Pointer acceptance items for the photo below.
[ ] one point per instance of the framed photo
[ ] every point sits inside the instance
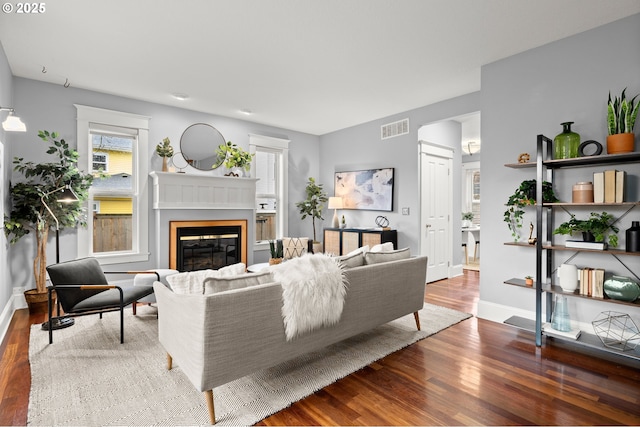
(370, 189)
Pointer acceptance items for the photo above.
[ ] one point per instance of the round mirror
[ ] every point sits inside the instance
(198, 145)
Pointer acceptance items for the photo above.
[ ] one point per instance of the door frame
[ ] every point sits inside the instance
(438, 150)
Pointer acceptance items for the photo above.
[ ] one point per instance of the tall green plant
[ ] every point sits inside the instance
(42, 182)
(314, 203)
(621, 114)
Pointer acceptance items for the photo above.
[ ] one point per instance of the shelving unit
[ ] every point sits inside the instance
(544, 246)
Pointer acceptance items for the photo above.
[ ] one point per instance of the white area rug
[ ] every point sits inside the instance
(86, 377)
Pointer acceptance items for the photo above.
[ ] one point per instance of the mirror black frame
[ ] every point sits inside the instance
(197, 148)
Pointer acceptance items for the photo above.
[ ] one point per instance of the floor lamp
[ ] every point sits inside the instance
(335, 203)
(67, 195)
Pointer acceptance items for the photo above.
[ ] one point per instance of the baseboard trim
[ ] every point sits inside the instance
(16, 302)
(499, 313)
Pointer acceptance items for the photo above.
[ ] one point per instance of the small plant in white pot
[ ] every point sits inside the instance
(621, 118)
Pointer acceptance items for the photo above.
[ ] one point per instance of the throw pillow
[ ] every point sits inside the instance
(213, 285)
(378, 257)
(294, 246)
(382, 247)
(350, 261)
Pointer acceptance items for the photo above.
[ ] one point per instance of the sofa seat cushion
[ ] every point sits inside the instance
☆ ☆ ☆ ☆ ☆
Ziel
Welche Zeilen der Einträge oben enthalten das Wort „white“? Bestimme sie und schreib jede davon vollständig ab.

Antwort zur Übung
[ ] one point per instance of the white area rug
[ ] one point per instance of the small plant in white pot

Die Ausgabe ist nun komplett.